* TASK DETAILS:
Copy every line of the material below exactly.

=== Section Start ===

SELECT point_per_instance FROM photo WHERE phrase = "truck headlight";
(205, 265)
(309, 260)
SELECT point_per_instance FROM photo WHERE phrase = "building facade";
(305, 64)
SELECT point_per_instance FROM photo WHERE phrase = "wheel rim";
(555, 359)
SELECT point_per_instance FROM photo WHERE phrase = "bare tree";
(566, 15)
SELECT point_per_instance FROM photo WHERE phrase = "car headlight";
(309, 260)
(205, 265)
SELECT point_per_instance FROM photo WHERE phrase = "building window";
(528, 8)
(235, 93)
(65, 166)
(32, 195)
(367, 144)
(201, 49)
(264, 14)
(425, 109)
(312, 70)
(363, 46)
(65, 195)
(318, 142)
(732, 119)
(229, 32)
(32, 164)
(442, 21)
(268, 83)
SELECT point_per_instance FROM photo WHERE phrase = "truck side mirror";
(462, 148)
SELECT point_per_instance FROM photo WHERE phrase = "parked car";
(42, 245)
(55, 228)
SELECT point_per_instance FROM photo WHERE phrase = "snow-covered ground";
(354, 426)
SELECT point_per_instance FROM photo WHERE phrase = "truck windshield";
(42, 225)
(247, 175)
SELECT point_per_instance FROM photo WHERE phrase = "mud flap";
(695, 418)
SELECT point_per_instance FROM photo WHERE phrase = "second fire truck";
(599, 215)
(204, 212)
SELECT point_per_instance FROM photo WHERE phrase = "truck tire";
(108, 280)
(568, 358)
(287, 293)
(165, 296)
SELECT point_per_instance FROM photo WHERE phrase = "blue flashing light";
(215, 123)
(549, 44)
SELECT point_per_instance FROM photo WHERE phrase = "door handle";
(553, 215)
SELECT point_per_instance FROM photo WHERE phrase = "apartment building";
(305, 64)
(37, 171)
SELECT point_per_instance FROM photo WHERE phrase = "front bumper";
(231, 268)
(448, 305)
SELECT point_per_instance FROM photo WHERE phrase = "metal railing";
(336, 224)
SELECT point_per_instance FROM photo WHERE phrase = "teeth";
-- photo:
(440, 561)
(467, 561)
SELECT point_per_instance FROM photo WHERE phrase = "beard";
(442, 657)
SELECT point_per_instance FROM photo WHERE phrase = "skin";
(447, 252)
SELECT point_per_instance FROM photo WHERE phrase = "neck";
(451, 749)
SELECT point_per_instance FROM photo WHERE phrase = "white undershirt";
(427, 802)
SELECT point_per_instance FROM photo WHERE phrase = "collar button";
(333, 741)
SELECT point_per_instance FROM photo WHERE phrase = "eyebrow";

=== Section End ===

* TASK RESPONSE:
SELECT point_per_instance FROM photo WHERE phrase = "truck headlight";
(205, 265)
(309, 260)
SELECT point_per_instance FROM photo WHERE phrase = "building facade";
(305, 64)
SELECT point_per_instance FROM photo WHERE phrase = "wheel rim";
(555, 359)
SELECT point_per_instance FROM photo WHERE phrase = "bare tree";
(566, 15)
SELECT point_per_instance FROM photo WHERE phrase = "car headlight";
(309, 260)
(205, 265)
SELECT point_per_instance FROM photo WHERE phrase = "building window";
(528, 8)
(235, 93)
(65, 166)
(32, 195)
(367, 144)
(201, 49)
(264, 14)
(425, 109)
(312, 70)
(363, 46)
(65, 195)
(318, 142)
(732, 119)
(229, 32)
(32, 164)
(442, 21)
(268, 83)
SELECT point_per_instance FROM photo WHERE phrase = "truck side mirror";
(462, 148)
SELECT point_per_instance FROM photo WHERE phrase = "parked car";
(42, 245)
(55, 228)
SELECT point_per_instance FROM photo WHERE phrase = "snow-covered ground";
(354, 426)
SELECT point_per_instance FROM photo WHERE phrase = "truck windshield";
(42, 225)
(247, 175)
SELECT point_per_instance FROM photo WHERE phrase = "mud flap";
(695, 418)
SELECT point_per_instance FROM photo WHERE phrase = "second fire truck";
(599, 215)
(204, 212)
SELECT point_per_instance FROM photo WHERE phrase = "truck tire";
(108, 280)
(568, 358)
(287, 293)
(165, 296)
SELECT point_per_instance FROM photo WHERE phrase = "blue flashing light";
(215, 123)
(549, 44)
SELECT point_per_instance FROM photo WHERE phrase = "door handle";
(553, 215)
SELECT point_per_instance FROM photo WHERE phrase = "apartment building";
(305, 64)
(37, 171)
SELECT point_per_instance FROM photo WHERE phrase = "front bumper";
(231, 268)
(448, 305)
SELECT point_per_instance FROM photo WHERE phrase = "metal railing";
(336, 224)
SELECT point_per_instance FROM photo WHERE phrase = "teeth";
-- photo:
(440, 561)
(467, 561)
SELECT point_per_instance FROM photo WHERE phrase = "beard";
(442, 657)
SELECT point_per_instance FROM photo WHERE phrase = "skin";
(447, 252)
SELECT point_per_instance FROM photo WHERE phrase = "neck";
(451, 749)
SELECT point_per_instance FROM photo WHERE phrase = "white undershirt";
(427, 802)
SELECT point_per_instance FROM photo WHERE phrase = "collar button";
(333, 741)
SELECT point_per_instance FROM photo WHERE phrase = "eyebrow";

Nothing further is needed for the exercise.